> Exercise tasks
**A.** In the Oedoria profile, duplicate everything from "Tasted in Liergues" down to "produce their cremant.".
**B.** Answer these questions from the Oedoria profile:
(i) In what year was the cooperative formed?
(ii) How many members does it have?
(iii) About how many bottles does it sell in bottle each year?
**C.** Using the Oedoria profile, list every town that has an Oedoria-branded shop.

> Quoted passage
════════════════════
Profile: Oedoria

Update 27.3.2018(7.3.2018)billn

Tasted in Liergues with Didier Falque, 12 February 2018.

Cave Cooperative Oedoria Liergues
168 Rue du Beaujolais
69400 Liergues
Tel: +33 4 74 71 48 08

This cave cooperative was formed in 2009 by the fusing together of the Cave Cooperative de Liergues (established 1929) and the Cave Cooperative de Theizé (established in 1961). This single entity is now responsible for 230 members making wine from 860 hectares of vines – they had a turnover of €10 million in 2017. There are Oedoria-branded shops in Létra, Liergues and Theizé. Principally, the production is red Beaujolais, though there’s some white and rosé too – in fact this cave is the biggest single producer of Beaujolais Rosé. Whilst there is a tiny amount of Morgon produced here, there is also quite a large production of cremant, made entirely on this site. It is only Oedoria and Jean Loron who fully produce their cremant.

Oedoria commercialises 12-15% of its production in bottle – some 650 k bottles – the rest is sold in bulk to négociants. As well as the passing trade from their shops, a significant amount of wine is sold to the restaurant trade, very little ends up on the shelves of supermarkets. There is some export from here, but it is early days for that and the volumes are modest.
════════════════════
> Recorded information

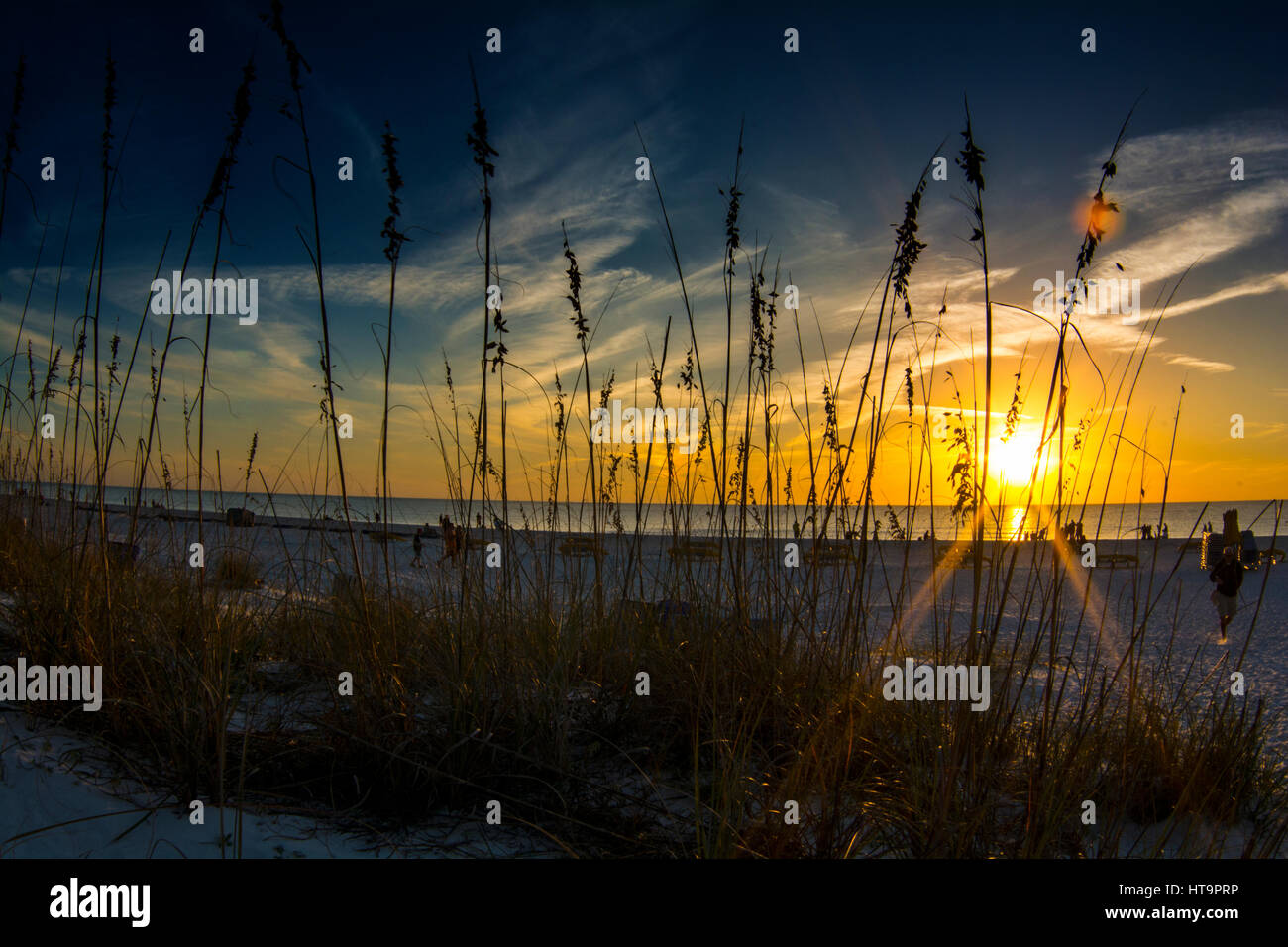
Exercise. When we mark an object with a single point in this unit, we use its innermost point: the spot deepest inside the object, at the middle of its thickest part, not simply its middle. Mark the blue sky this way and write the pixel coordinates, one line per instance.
(835, 138)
════════════════════
> Solutions for each task
**A.**
Tasted in Liergues with Didier Falque, 12 February 2018.

Cave Cooperative Oedoria Liergues
168 Rue du Beaujolais
69400 Liergues
Tel: +33 4 74 71 48 08

This cave cooperative was formed in 2009 by the fusing together of the Cave Cooperative de Liergues (established 1929) and the Cave Cooperative de Theizé (established in 1961). This single entity is now responsible for 230 members making wine from 860 hectares of vines – they had a turnover of €10 million in 2017. There are Oedoria-branded shops in Létra, Liergues and Theizé. Principally, the production is red Beaujolais, though there’s some white and rosé too – in fact this cave is the biggest single producer of Beaujolais Rosé. Whilst there is a tiny amount of Morgon produced here, there is also quite a large production of cremant, made entirely on this site. It is only Oedoria and Jean Loron who fully produce their cremant.

**B.**
(i) 2009
(ii) 230
(iii) Some 650 k bottles

**C.** Létra, Liergues, Theizé